====== Quoted passage
Oman works to relaunch Yemen diplomatic talks as fighting continues

Sunday 11/06/2017
Sights of war. A Yemeni fighter loyal to the internationally recognised government holds a rocket launcher on his shoulder in a mountainous region north-west of Taiz. (AFP)

Sana’a- With the humanitar­ian situation dete­riorating and fight­ing between warring factions raging on, diplomatic efforts led by Oman to end the war in Yemen have begun.
Muscat is mediating between the internationally recognised govern­ment of Abd Rabbo Mansour Hadi and Iran-allied Houthi rebels to implement the peace plan cham­pioned by UN Special Envoy Ismail Ould Cheikh Ahmed.
Yemeni Minister of Foreign Affairs Abdulmalik al-Makhlafi met with General Sultan bin Mohammed al- Nuamani, minister of the Royal Of­fice and Omani Minister of Foreign Affairs Yousuf bin Alawi, in Muscat to “discuss ways to bridge differ­ences with the Houthis,” based on the UN envoy’s latest initiative.
============
__Task 1__
List every person named in the article on Oman's Yemen mediation.
__Task 2__
Decide whether each statement agrees with the article on Oman's Yemen mediation, answering yes or no and quoting the deciding words: (a) Oman is leading diplomatic efforts to end the war in Yemen. (b) Al-Makhlafi met the Omani officials in Riyadh. (c) The Houthi rebels are allied with Iran.
__Task 3__
Write a continuation of the article on Oman's Yemen mediation, picking up after its final sentence.
The entries are separate material and are not part of the article on Oman's Yemen mediation.
====== Dataset
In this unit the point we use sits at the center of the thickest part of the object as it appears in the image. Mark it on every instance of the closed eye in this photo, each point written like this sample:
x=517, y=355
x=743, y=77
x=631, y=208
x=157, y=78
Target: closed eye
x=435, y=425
============
__Answer 1__
Abd Rabbo Mansour Hadi, Ismail Ould Cheikh Ahmed, Abdulmalik al-Makhlafi, Sultan bin Mohammed al-Nuamani, Yousuf bin Alawi

__Answer 2__
(a) Yes: "diplomatic efforts led by Oman to end the war in Yemen have begun"
(b) No: "Yousuf bin Alawi, in Muscat"
(c) Yes: "Iran-allied Houthi rebels"

__Answer 3__
Yemen’s SABA news agency re­ported that the officials discussed facilitating transit of Yemenis through Oman, particularly Gulf Cooperation Council (GCC) resi­dence permit holders and students. The Omani side pledged its “readi­ness to offer more facilities for Yem­enis in these harsh circumstances.”
Ould Cheikh Ahmed has been in­volved in shuttle diplomacy to gen­erate support for the plan. However, during an update to the UN Security Council, he said a breakthrough was far away.
“We are not close,” Ould Cheikh Ahmed said. “The reluctance of the key parties to embrace the conces­sions needed for peace or even dis­cuss them remains extremely trou­bling.”
Confidence-building measures suggested by the United Nations include turning the strategic port of Hodeida over to a neutral third party, paying civil servants’ salaries and opening Sana’a airport.

It remains to be seen whether the Hadi government would accept such concessions due to fears of Iran continuing to arm the Houthi militia.

Fighting continued in several im­portant locations, with government forces reportedly making gains in Taiz, Yemen’s third largest city.
Dubai-based Al Arabiya reported that fighting between forces loyal to Hadi and the Houthi rebels over control of the Republican Palace continued, with the militia barely holding on.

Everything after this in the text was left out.